Exercise instructions →
Copy all of the data below without altering a single line.

Recorded data:
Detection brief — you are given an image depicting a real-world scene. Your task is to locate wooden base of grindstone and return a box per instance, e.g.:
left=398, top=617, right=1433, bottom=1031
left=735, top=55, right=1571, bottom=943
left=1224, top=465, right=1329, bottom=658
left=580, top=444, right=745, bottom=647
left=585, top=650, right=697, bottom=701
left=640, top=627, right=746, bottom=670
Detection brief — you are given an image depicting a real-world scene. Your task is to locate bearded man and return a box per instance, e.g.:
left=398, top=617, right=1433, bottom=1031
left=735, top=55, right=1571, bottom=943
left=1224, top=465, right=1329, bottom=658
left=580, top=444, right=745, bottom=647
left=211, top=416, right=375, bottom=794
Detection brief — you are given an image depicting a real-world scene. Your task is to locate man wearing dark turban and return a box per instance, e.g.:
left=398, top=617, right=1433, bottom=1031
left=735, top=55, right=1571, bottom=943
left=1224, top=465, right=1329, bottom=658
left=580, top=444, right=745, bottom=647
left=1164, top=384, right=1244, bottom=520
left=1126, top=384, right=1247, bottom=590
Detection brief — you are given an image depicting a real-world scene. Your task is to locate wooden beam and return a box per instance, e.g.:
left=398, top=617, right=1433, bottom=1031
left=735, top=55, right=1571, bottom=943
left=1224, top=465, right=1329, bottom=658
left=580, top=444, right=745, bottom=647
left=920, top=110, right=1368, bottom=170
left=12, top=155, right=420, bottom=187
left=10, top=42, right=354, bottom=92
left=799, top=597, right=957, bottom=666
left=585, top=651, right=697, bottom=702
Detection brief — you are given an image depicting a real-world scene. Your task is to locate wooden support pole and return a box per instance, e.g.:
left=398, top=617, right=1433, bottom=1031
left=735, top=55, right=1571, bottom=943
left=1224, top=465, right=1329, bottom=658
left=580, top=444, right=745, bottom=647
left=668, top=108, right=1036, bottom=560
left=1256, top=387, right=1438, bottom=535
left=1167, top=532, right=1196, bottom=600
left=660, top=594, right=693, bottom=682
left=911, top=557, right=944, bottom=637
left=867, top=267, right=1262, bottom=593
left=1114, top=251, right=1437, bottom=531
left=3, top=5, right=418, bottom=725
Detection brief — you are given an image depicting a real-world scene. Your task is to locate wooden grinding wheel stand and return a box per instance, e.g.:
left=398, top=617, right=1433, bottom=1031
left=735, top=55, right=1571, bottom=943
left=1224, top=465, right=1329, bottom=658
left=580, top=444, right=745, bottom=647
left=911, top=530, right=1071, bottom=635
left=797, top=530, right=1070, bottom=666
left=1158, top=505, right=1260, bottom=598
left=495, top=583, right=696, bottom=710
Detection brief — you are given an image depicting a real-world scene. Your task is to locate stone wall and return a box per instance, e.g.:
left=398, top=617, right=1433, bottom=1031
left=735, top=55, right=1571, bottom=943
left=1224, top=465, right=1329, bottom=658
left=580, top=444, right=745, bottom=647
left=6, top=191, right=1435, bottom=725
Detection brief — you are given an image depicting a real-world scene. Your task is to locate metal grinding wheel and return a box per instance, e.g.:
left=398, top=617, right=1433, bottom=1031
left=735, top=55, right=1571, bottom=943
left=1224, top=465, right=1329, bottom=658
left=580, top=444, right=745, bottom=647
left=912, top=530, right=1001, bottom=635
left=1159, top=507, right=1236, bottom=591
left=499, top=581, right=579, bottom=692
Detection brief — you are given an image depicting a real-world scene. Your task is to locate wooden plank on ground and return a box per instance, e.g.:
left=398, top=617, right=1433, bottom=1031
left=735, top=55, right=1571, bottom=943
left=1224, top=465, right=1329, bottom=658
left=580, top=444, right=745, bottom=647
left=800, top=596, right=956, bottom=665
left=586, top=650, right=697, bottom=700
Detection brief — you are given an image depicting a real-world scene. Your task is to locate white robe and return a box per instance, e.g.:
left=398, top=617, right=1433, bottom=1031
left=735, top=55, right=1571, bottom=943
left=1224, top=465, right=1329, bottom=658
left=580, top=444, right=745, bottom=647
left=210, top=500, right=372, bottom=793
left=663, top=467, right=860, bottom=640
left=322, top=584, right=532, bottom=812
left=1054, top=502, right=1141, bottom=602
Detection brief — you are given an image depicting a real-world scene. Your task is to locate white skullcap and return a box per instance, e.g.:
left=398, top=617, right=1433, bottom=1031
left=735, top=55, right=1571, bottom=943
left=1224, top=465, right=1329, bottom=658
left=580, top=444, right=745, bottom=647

Response to this exercise →
Detection brief — you are given an image depicting a real-world scene. Your task is to locate wooden base of grindstone and return a box per instance, e.g.:
left=398, top=617, right=1433, bottom=1031
left=735, top=55, right=1571, bottom=943
left=1224, top=465, right=1329, bottom=658
left=580, top=444, right=745, bottom=647
left=585, top=650, right=697, bottom=701
left=640, top=627, right=746, bottom=670
Detection brief — you are given an image depicting a real-world scene. Your task is to locate bearded man and return a box per instance, e.g.:
left=398, top=617, right=1433, bottom=1031
left=735, top=55, right=1571, bottom=943
left=1224, top=465, right=1329, bottom=658
left=580, top=444, right=745, bottom=647
left=211, top=416, right=375, bottom=794
Detection brief — you are given an image depicting a real-world scene. Your task is to locate man wearing dark turban and return a box per instance, e.g.:
left=398, top=617, right=1433, bottom=1031
left=735, top=55, right=1571, bottom=943
left=1224, top=465, right=1329, bottom=658
left=580, top=444, right=745, bottom=647
left=1164, top=384, right=1244, bottom=520
left=1126, top=384, right=1247, bottom=590
Detection brief — you are given an image depicting a real-world scene. Your task is to locate wooden beam and return a box per instance, e.g.:
left=398, top=617, right=1433, bottom=1031
left=735, top=55, right=1571, bottom=943
left=1224, top=465, right=1329, bottom=658
left=580, top=444, right=745, bottom=647
left=920, top=110, right=1368, bottom=170
left=12, top=155, right=420, bottom=187
left=10, top=42, right=354, bottom=92
left=799, top=597, right=957, bottom=666
left=585, top=651, right=697, bottom=702
Detection brief — you are given an image depicting a real-world scene. Your task is to locate wooden support pole and return a box per instance, e.g.:
left=398, top=617, right=1433, bottom=1031
left=735, top=55, right=1571, bottom=943
left=1224, top=465, right=1329, bottom=658
left=580, top=444, right=745, bottom=647
left=668, top=108, right=1036, bottom=560
left=1256, top=387, right=1438, bottom=535
left=1167, top=532, right=1196, bottom=600
left=660, top=594, right=693, bottom=682
left=911, top=557, right=944, bottom=637
left=867, top=267, right=1262, bottom=593
left=1114, top=251, right=1437, bottom=531
left=3, top=5, right=418, bottom=725
Detection brief — you are given an image depicting a real-world scene. Your task is to locate wooden grinding wheel stand and return a box per instance, e.g.:
left=398, top=617, right=1433, bottom=1031
left=735, top=55, right=1571, bottom=943
left=1224, top=465, right=1329, bottom=658
left=580, top=444, right=745, bottom=647
left=911, top=530, right=1071, bottom=635
left=797, top=530, right=1070, bottom=666
left=1158, top=505, right=1260, bottom=598
left=495, top=583, right=696, bottom=710
Detection brief — you are given an image depicting a real-world scene. Your task is to locate stone wall and return a box per instance, e.g.:
left=398, top=617, right=1433, bottom=1031
left=735, top=55, right=1571, bottom=943
left=1224, top=465, right=1329, bottom=658
left=580, top=444, right=745, bottom=647
left=6, top=191, right=1435, bottom=725
Detection brief — you are given an image depicting a real-world scene. Your task is to locate metal grinding wheel and return a box per instance, e.g.:
left=398, top=617, right=1433, bottom=1031
left=735, top=55, right=1571, bottom=943
left=1224, top=465, right=1329, bottom=658
left=580, top=444, right=745, bottom=647
left=912, top=530, right=1001, bottom=635
left=1159, top=507, right=1236, bottom=591
left=499, top=581, right=579, bottom=692
Detection brief — you are given an image depicting a real-world scene. Your task is to locate wooden plank on ground and return a box per instance, e.g.:
left=398, top=617, right=1433, bottom=1031
left=735, top=55, right=1571, bottom=943
left=1224, top=465, right=1329, bottom=658
left=580, top=444, right=745, bottom=647
left=800, top=596, right=956, bottom=665
left=586, top=650, right=697, bottom=700
Detection brief — you are given an image depicting a real-world scene. Your task is to locate white robe and return a box per instance, e.g.:
left=398, top=617, right=1433, bottom=1031
left=735, top=55, right=1571, bottom=943
left=1224, top=465, right=1329, bottom=658
left=580, top=444, right=745, bottom=647
left=210, top=500, right=372, bottom=793
left=663, top=467, right=860, bottom=640
left=322, top=584, right=532, bottom=812
left=1054, top=502, right=1141, bottom=602
Detection brief — you are given an image depicting a real-world scene. Your task is to locate white skullcap and return a box per instance, e.g.:
left=398, top=617, right=1433, bottom=1031
left=735, top=55, right=1571, bottom=943
left=1224, top=465, right=1329, bottom=658
left=580, top=444, right=745, bottom=647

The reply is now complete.